▶ **Work instruction 1**
From the Roy Gussow biography, list every institution at which Gussow taught.
▶ **Work instruction 2**
Copy the passage of the Roy Gussow biography that begins at "Gussow taught sculpture" and ends at "of his life.".

** Excerpted text follows **

Roy Gussow (November 12, 1918 – February 11, 2011) was an American abstract sculptor known for his public pieces often crafted from polished stainless steel. Examples of his work can be founded outside the Xerox building in Rochester, NY, City Hall in Harrisburg, Pennsylvania, the New York City Family Court building in Manhattan, and the Tulsa Convention Center in Tulsa, Oklahoma.

Biography

Early life
Gussow was born in Brooklyn, New York, on November 12, 1918, to Abraham and Mildred Gussow. He was one of three siblings. Gussow was Jewish. He enrolled at Farmingdale State College originally intending to pursue a career as a farmer, but switched majors and earned a bachelor's degree in landscape architecture in 1938.

Sculptor
He joined the United States Army during World War II. Gussow met painter George Kachergis while serving in France. Kachergis encouraged Gussow to enter the fields of art and design. He enrolled at the IIT Institute of Design in Chicago following the end of World War II and studied under cubist sculptor Alexander Archipenko. Archipenko took Gussow to Woodstock, New York, in 1946, where he attended summer school. He met his future wife, Mary Maynard, while in Woodstock.

Gussow taught sculpture and art at Bradley University in Illinois, the Colorado Springs Fine Arts Center and the North Carolina State University School of Design, now known as the College of Design, in Raleigh, North Carolina, as well as at The Pratt Institute in Brooklyn, NY, Columbia University, and the University of Pennsylvania. He returned to New York City, settling in Manhattan in 1962. In 1964, Gussow moved to Long Island City, becoming one of the first artists to take up residence in what was then an industrial section of the Queens neighborhood. Gussow created both his home and sculpture studio inside a former silver plating factory. He resided and worked in Long Island City for the rest of his life.

Works
Gussow created Infinity, an abstract sculpture, designed by Jose de Rivera, which was dedicated outside the Smithsonian's Museum of History and Technology, now called the National Museum of American History, in 1967. The piece is one of the first abstract sculptures to be placed at a major public building in Washington D.C. The sculpture consists of a 16-foot long curved stainless steel ribbon placed atop a granite column. The piece, which stands 24 feet tall, is located at the entrance to the museum facing the National Mall.

** End of Excerpted text **
** Data for analysis follows **

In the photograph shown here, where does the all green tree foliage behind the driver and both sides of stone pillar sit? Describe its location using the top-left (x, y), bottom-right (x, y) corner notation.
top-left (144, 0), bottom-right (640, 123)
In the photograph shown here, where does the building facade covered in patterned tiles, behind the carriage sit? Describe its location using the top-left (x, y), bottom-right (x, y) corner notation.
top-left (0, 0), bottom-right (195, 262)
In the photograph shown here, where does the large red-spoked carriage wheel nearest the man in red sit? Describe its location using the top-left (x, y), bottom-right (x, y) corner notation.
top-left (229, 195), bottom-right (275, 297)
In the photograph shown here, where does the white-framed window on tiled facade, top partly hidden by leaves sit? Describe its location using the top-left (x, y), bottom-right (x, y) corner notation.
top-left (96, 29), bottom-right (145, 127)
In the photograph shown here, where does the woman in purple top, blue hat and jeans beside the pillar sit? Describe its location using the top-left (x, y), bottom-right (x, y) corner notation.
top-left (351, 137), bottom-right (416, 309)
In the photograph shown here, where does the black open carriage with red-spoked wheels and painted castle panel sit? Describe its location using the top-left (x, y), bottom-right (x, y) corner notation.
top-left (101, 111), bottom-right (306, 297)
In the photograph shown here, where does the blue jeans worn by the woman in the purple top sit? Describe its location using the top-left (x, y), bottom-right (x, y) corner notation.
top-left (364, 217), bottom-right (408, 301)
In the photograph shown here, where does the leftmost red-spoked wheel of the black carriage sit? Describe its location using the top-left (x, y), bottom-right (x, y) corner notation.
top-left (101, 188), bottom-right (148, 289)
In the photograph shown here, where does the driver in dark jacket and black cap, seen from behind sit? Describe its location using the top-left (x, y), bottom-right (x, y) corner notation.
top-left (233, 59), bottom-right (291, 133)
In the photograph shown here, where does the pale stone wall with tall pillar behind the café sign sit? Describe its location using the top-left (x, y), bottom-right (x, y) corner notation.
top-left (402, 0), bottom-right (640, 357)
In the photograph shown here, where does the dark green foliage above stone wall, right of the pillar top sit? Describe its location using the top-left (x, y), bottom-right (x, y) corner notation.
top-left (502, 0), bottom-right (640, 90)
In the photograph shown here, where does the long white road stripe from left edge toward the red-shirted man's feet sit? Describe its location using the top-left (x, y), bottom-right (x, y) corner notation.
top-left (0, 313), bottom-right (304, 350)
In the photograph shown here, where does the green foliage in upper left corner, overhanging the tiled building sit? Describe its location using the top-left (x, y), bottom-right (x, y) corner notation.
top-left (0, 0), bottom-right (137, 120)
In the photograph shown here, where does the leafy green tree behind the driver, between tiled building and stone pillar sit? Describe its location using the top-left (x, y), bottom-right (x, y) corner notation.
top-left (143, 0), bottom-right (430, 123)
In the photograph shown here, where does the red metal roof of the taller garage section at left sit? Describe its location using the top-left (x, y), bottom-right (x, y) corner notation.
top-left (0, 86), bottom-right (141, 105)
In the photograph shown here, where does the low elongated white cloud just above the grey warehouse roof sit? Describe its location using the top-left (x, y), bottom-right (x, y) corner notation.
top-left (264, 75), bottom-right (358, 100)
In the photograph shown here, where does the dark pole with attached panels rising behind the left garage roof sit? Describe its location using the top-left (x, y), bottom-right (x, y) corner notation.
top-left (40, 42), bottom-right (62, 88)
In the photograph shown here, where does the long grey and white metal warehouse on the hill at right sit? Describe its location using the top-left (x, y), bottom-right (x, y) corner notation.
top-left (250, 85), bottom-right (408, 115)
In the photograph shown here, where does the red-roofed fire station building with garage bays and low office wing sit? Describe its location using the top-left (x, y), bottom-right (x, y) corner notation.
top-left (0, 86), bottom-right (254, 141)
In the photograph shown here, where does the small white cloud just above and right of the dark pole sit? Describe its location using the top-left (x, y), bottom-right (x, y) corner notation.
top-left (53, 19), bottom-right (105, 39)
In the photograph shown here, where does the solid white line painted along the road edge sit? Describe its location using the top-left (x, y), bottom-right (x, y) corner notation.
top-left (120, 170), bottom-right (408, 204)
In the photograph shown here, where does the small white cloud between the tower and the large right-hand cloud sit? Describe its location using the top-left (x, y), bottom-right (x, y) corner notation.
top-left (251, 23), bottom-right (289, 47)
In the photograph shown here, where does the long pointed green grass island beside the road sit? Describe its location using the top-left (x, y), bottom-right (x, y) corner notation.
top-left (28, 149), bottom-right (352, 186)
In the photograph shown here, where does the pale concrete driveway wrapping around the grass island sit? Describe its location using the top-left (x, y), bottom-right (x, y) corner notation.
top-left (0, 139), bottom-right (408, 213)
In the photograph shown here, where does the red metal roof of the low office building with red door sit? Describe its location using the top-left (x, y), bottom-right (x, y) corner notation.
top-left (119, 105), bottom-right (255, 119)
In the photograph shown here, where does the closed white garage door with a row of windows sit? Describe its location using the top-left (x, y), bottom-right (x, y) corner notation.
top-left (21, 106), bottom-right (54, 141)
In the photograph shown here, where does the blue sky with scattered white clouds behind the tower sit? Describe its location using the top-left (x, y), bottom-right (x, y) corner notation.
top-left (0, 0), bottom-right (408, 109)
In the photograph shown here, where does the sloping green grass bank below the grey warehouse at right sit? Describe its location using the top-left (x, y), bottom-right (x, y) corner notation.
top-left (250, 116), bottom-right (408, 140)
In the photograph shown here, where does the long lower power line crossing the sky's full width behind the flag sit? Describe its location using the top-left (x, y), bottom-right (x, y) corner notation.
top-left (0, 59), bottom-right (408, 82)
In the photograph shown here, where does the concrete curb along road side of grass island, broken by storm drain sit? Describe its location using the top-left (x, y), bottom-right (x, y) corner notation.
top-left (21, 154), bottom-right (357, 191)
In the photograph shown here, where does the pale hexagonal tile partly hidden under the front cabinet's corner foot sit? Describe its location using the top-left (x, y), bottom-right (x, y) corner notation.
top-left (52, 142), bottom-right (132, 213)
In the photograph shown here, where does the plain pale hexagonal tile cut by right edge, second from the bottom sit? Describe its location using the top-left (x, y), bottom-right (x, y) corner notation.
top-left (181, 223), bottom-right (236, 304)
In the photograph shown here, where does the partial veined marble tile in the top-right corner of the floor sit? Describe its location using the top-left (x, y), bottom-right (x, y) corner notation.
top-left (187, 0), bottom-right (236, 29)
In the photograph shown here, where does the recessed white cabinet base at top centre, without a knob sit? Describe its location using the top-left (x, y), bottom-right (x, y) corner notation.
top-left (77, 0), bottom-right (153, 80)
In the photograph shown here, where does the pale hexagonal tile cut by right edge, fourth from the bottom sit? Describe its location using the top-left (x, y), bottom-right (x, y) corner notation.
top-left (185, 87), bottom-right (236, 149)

** End of Data for analysis **

▶ **Answer section 1**
Bradley University in Illinois
Colorado Springs Fine Arts Center
North Carolina State University School of Design (now known as the College of Design), in Raleigh, North Carolina
The Pratt Institute in Brooklyn, NY
Columbia University
University of Pennsylvania

▶ **Answer section 2**
Gussow taught sculpture and art at Bradley University in Illinois, the Colorado Springs Fine Arts Center and the North Carolina State University School of Design, now known as the College of Design, in Raleigh, North Carolina, as well as at The Pratt Institute in Brooklyn, NY, Columbia University, and the University of Pennsylvania. He returned to New York City, settling in Manhattan in 1962. In 1964, Gussow moved to Long Island City, becoming one of the first artists to take up residence in what was then an industrial section of the Queens neighborhood. Gussow created both his home and sculpture studio inside a former silver plating factory. He resided and worked in Long Island City for the rest of his life.